Put the data below into a two-column CSV with the headers text and answer. Give one row for each line beginning "Expected behaviour" with every coordinate pair listed under it, quote each field, and replace line breaks with spaces.
━━━
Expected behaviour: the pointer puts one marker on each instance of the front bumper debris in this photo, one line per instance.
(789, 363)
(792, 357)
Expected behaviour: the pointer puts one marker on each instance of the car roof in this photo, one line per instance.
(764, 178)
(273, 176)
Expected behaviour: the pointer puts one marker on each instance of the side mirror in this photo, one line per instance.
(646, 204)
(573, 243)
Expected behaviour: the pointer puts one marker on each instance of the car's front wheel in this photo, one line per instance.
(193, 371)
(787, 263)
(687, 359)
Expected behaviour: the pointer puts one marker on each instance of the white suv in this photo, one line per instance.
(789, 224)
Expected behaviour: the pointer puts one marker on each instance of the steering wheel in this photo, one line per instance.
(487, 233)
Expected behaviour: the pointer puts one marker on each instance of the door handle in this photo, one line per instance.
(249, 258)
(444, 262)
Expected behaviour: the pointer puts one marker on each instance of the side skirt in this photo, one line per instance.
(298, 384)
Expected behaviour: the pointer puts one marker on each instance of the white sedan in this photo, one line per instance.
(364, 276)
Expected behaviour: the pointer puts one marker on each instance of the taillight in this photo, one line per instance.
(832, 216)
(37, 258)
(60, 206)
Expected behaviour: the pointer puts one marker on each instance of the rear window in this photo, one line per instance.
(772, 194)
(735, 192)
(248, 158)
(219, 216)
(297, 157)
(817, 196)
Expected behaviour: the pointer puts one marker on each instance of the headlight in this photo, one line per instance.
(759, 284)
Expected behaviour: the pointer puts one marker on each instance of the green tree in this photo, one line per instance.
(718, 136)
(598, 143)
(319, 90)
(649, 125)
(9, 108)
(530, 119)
━━━
▸ Solution:
text,answer
"Expected behaviour: the pointer puts one marker on each instance of the front bumper debris in this photo, one line per instance.","(789, 363) (792, 357)"
"Expected behaviour: the pointer puts one marker on each instance of the car roof in this photo, one line per instance.","(764, 178) (273, 176)"
"Expected behaviour: the pointer puts one marker on each instance of the side mirror in this photo, one line per instance.","(646, 204) (573, 243)"
"Expected behaviour: the pointer puts one marker on each instance of the car's front wheel in this photo, one line per instance.","(193, 371) (787, 263) (687, 359)"
"Expected behaviour: the pointer puts one marker on each instance of the white suv in this photo, one line per instance.","(789, 224)"
"Expected behaviour: the pointer puts one marker on each instance of the steering wheel in this photo, one line per instance.","(487, 233)"
"Expected behaviour: the pointer puts one marker on each instance of the door handle in this photo, one line per instance.","(249, 258) (444, 262)"
"Expected behaviour: the pointer puts one marker on each instance of the side skirt in this photo, one line per instance.","(298, 384)"
"Expected behaviour: the pointer puts one marker on each instance of the white sedan in this photo, one line per instance.","(364, 276)"
"Expected behaviour: the pointer puts one marker on each instance of the taillight in this photo, one line per instance.","(832, 216) (37, 258) (60, 206)"
"Expected behaviour: the pointer puts one marker on each instance of the rear window in this photo, one line per instance.","(772, 194) (735, 192) (248, 158) (219, 216) (297, 157) (817, 196)"
"Expected behaviour: the pointer puts one marker on each instance of the headlight in this photo, one line per instance.","(759, 284)"
"Expected behaviour: the pointer puts one marker on each instance of the green tree in this photo, one line per instance.","(718, 136) (598, 143) (319, 90) (649, 125) (9, 108) (530, 119)"